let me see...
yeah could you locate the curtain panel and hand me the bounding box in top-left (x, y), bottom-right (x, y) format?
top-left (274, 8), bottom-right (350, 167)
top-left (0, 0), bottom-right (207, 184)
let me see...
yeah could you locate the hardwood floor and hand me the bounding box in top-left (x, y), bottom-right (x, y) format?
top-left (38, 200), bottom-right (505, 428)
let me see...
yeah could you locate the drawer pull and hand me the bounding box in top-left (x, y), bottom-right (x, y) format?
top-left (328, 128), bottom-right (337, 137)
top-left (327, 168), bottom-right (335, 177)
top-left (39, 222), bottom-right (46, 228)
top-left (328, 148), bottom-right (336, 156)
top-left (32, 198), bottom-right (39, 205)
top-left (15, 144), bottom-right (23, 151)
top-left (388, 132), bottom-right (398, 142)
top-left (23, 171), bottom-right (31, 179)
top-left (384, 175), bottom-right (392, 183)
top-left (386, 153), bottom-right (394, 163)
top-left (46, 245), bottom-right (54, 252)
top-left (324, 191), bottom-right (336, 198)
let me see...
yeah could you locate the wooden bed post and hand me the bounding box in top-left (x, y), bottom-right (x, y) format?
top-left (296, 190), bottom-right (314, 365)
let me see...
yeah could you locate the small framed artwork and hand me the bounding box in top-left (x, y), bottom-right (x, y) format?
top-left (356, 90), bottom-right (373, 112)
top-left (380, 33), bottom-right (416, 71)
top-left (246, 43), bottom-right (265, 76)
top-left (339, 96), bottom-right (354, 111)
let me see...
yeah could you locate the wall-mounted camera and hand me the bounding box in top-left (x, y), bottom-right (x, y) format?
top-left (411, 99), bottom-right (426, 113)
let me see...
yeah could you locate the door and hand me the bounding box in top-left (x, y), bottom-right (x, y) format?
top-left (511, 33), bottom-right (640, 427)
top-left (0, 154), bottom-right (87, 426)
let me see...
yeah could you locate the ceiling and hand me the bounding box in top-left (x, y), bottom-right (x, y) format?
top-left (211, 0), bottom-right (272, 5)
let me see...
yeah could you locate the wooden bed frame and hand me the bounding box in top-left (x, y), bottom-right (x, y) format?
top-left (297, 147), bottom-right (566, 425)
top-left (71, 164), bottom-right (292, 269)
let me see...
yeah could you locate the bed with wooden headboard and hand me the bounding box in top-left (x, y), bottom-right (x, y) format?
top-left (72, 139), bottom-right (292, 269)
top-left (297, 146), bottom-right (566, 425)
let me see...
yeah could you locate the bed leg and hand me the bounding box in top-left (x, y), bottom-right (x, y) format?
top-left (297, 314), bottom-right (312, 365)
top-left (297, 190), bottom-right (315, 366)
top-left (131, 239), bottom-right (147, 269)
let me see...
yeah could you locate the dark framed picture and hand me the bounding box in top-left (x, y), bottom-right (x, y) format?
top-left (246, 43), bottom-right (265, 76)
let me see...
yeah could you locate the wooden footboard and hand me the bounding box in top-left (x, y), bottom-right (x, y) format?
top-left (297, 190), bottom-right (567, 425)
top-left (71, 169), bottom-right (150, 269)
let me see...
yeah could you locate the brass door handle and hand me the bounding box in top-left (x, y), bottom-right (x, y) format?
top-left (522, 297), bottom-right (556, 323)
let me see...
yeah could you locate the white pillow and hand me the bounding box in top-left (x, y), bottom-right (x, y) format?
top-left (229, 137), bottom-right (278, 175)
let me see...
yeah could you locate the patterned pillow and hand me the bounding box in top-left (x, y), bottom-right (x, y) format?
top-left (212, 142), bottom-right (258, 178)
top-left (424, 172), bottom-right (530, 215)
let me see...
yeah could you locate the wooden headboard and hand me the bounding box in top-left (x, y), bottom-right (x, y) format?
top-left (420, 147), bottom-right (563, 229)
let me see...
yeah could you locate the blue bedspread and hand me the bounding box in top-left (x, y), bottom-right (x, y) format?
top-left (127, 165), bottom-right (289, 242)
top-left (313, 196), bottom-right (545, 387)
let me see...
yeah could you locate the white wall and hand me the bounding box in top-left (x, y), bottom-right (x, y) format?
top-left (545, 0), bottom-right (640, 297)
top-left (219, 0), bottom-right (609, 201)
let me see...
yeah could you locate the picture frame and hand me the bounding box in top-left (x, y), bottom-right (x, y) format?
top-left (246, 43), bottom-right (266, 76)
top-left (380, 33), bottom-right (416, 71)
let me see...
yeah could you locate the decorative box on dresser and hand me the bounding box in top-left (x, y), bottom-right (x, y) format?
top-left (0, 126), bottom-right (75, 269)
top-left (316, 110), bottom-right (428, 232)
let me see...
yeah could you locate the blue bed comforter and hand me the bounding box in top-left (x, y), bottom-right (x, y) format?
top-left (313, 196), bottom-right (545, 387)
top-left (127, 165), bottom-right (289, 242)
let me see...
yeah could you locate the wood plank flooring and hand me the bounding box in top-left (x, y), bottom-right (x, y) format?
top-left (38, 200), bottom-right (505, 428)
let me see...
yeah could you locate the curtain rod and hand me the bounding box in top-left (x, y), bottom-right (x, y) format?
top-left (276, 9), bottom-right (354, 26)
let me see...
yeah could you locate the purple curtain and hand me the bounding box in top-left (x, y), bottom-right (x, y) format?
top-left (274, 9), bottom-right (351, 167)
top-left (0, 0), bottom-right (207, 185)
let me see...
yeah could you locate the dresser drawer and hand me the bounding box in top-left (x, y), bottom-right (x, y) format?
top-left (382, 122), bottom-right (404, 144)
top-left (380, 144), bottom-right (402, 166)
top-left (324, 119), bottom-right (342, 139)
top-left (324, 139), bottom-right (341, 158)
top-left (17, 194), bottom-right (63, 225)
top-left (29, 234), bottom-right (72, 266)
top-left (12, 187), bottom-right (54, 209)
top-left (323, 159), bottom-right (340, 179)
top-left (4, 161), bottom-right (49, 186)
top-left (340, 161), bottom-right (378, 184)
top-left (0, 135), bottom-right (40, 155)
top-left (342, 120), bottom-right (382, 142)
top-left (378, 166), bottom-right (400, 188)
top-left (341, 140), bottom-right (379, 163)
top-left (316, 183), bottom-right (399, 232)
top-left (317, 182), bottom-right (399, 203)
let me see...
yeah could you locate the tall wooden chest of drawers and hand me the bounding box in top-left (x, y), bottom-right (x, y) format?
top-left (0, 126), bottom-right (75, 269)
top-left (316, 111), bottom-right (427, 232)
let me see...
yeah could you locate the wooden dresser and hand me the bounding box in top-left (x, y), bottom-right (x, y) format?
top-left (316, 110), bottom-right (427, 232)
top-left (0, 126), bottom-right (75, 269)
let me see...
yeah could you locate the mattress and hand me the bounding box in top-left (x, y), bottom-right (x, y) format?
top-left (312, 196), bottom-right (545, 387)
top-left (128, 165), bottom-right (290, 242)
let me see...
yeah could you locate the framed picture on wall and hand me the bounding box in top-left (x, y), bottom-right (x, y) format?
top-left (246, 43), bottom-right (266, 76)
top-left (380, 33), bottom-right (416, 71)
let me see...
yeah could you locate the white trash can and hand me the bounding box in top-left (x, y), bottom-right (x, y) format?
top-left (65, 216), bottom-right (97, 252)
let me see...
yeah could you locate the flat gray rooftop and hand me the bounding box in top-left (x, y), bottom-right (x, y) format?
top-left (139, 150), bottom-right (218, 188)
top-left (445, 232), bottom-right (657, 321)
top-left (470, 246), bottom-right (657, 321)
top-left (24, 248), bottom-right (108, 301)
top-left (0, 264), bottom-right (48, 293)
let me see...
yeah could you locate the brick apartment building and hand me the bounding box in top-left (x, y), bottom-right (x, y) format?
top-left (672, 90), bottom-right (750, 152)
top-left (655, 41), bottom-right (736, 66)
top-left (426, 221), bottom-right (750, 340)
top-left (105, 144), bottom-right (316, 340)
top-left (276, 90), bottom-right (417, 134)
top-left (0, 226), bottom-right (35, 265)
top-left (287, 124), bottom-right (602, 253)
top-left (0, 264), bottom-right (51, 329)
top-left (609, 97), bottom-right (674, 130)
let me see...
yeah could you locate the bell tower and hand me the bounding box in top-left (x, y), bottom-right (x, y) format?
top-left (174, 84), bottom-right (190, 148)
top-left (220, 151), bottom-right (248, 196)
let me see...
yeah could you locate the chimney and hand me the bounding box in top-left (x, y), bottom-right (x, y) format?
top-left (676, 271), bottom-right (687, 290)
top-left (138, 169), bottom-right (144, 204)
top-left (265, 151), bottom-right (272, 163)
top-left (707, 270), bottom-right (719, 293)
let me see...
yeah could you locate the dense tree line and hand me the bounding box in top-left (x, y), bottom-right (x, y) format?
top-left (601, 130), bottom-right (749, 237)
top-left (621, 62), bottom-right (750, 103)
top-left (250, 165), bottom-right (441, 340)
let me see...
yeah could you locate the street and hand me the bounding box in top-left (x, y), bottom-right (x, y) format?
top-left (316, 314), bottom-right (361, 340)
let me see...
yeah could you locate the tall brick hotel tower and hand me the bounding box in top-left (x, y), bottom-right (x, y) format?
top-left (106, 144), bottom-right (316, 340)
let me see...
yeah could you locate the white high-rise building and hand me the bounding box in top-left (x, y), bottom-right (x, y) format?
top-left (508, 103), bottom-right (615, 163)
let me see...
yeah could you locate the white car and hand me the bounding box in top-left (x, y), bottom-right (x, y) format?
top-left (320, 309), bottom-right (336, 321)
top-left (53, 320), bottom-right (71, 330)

Work required
The answer consists of the line holding "yeah could you locate the chimney" and every line after it up to the end of the records, word for word.

Solved exercise
yeah could you locate the chimney and hand me the bounding box in top-left (x, y), bottom-right (x, y) format?
top-left (676, 271), bottom-right (687, 290)
top-left (138, 169), bottom-right (144, 204)
top-left (265, 151), bottom-right (272, 163)
top-left (707, 270), bottom-right (719, 293)
let me see...
yeah could you locate the dense tree line and hand me the bounding box in top-left (x, y), bottom-right (x, y) format?
top-left (601, 130), bottom-right (749, 237)
top-left (621, 62), bottom-right (750, 103)
top-left (250, 165), bottom-right (441, 340)
let me see...
yeah could you locate the street and hand me the bounding box in top-left (x, y), bottom-right (x, y) format?
top-left (316, 314), bottom-right (361, 340)
let me see...
yeah could you locate the tall brick hotel tower and hand me the bounding box in top-left (x, y), bottom-right (x, y) format?
top-left (106, 144), bottom-right (316, 340)
let me see...
yeah could you locate the white high-rise building and hand me the bounding box in top-left (x, y), bottom-right (x, y) format?
top-left (508, 103), bottom-right (615, 163)
let me see...
yeah could you locate the white car and hand me the bounding box in top-left (x, y), bottom-right (x, y) format?
top-left (320, 309), bottom-right (336, 321)
top-left (53, 320), bottom-right (71, 330)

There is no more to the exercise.